— DIRECTIONS —
Answer these questions from the text on John B. Funk:
(a) Who preceded Funk as Secretary of State of Maryland?
(b) From which high school did Funk graduate, and in what year?
(c) Where is Funk buried?

Secretary of State of Maryland
- In office 1947
- Preceded by: Edward G. Chaney
- Succeeded by: Bertram Lee Boone II

Member of the Maryland Senate from the Frederick County district
- In office 1939–1947
- Preceded by: Harry W. LeGore
- Succeeded by: Edward D. Storm

Member of the Maryland House of Delegates from the Frederick County district
- In office 1935–1938 Serving with A. Lamar Barrick, George E. Castle, Joseph B. Payne, Jacob R. Ramsburg, Charles S. Houck Jr.
- Preceded by: Casper E. Cline Jr., Anderson H. Etzler, D. Charles Flook, Harry W. LeGore, John D. Nicodemus
- Succeeded by: Robert E. Clapp Jr., Donald J. Gardner, Charles S. Houck Jr., Jacob R. Ramsburg, Howard B. Smith

Personal details
- Born: John Benjamin Funk April 20, 1905 Hillsborough, Virginia, U.S.
- Died: March 16, 1993 (aged 87) Hanover, Pennsylvania, U.S.
- Resting place: Mount Olivet Cemetery Frederick, Maryland, U.S.
- Spouse(s): Doris Dindore ​ ​(m. 1927; died 1953)​ Evelyn Robinson ​(m. 1953)​
- Children: 2
- Alma mater: Washington and Lee University (BS)
- Occupation: Politician; engineer;

= John B. Funk =

American politician (1905–1993)

John Benjamin Funk (April 20, 1905 – March 16, 1993) was an American politician from Maryland. He served in the Maryland House of Delegates, Maryland Senate and as the secretary of state of Maryland. He was known for his chairmanship of the Maryland State Roads Commission and oversaw the construction of the Baltimore Beltway and the opening of Interstate 95.

==Early life==
John Benjamin Funk was born on April 20, 1905, in Hillsborough, Virginia, to Harry B. Funk. His father was a homebuilder. He graduated from Brunswick High School in Brunswick, Maryland, in 1922. He played trombone and played for the Potomac Club Orchestra. He graduated from Washington and Lee University with a Bachelor of Science degree in civil engineering. He was a member of Phi Beta Kappa.

==Career==
After graduating, Funk worked for the American Bridge Company in Frederick. He then worked as a city engineer in Brunswick from 1929 to 1984. He was appointed as Maryland's chief engineer. From 1950 to 1958, he was chief engineer in Baltimore County.

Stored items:
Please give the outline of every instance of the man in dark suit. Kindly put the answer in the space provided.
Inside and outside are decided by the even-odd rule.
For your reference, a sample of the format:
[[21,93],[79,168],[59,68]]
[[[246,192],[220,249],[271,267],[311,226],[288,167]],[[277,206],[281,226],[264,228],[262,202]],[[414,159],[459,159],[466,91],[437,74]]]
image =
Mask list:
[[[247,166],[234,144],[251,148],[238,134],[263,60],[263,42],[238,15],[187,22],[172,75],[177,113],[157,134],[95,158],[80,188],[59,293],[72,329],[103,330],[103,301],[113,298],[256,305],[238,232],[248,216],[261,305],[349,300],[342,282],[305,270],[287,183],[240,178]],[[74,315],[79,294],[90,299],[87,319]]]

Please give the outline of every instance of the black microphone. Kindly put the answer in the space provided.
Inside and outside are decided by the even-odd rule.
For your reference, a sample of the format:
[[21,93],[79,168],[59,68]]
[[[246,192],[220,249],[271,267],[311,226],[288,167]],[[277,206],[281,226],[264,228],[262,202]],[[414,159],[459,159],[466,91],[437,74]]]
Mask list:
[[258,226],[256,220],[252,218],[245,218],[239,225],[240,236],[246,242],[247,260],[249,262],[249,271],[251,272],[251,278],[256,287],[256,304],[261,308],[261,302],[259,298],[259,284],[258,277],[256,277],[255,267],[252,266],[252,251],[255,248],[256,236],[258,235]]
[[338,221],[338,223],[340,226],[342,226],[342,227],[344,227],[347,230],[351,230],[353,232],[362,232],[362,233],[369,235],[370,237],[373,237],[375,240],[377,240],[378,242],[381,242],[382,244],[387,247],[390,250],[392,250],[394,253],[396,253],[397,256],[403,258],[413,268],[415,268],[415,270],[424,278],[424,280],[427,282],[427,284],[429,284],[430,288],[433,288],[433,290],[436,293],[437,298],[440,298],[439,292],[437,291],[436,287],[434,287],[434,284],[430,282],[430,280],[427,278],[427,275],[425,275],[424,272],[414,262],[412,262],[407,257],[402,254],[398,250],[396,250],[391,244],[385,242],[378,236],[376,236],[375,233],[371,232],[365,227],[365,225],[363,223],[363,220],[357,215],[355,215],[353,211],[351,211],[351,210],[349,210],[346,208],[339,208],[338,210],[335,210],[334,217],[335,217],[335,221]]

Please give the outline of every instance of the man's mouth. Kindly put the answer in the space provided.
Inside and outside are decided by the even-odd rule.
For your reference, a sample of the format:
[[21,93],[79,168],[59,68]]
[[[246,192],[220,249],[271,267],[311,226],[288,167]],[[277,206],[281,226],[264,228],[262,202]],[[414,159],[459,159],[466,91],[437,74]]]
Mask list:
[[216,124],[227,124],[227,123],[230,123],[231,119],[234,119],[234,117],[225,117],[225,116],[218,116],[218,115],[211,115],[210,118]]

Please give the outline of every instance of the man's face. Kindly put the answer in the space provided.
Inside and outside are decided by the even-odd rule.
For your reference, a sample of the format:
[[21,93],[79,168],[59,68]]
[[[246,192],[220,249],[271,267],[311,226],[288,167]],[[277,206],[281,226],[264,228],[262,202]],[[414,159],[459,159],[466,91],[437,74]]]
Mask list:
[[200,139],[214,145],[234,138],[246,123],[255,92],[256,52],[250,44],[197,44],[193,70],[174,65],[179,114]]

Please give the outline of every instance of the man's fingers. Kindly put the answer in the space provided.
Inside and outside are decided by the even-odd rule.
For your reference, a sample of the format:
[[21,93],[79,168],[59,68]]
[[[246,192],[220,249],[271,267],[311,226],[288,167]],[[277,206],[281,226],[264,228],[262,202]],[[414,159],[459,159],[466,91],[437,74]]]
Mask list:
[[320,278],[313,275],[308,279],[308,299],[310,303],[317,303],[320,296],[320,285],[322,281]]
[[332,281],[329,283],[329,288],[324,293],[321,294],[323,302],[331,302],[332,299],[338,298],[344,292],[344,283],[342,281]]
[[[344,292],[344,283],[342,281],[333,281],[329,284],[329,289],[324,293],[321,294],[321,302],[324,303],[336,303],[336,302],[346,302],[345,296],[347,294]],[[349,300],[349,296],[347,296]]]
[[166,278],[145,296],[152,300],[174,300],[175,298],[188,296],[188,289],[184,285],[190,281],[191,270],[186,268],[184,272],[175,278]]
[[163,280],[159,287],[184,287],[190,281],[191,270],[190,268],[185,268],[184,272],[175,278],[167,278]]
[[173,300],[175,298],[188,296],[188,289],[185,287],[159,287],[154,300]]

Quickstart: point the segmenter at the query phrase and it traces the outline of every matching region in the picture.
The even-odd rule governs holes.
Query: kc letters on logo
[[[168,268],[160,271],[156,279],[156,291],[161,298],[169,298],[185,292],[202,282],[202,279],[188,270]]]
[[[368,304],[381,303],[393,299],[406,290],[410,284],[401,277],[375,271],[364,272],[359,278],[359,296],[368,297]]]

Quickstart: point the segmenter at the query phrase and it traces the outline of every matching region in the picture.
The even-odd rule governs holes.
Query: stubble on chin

— RESULT OF THE TASK —
(a) Edward G. Chaney
(b) Brunswick High School in Brunswick, Maryland, in 1922
(c) Mount Olivet Cemetery in Frederick, Maryland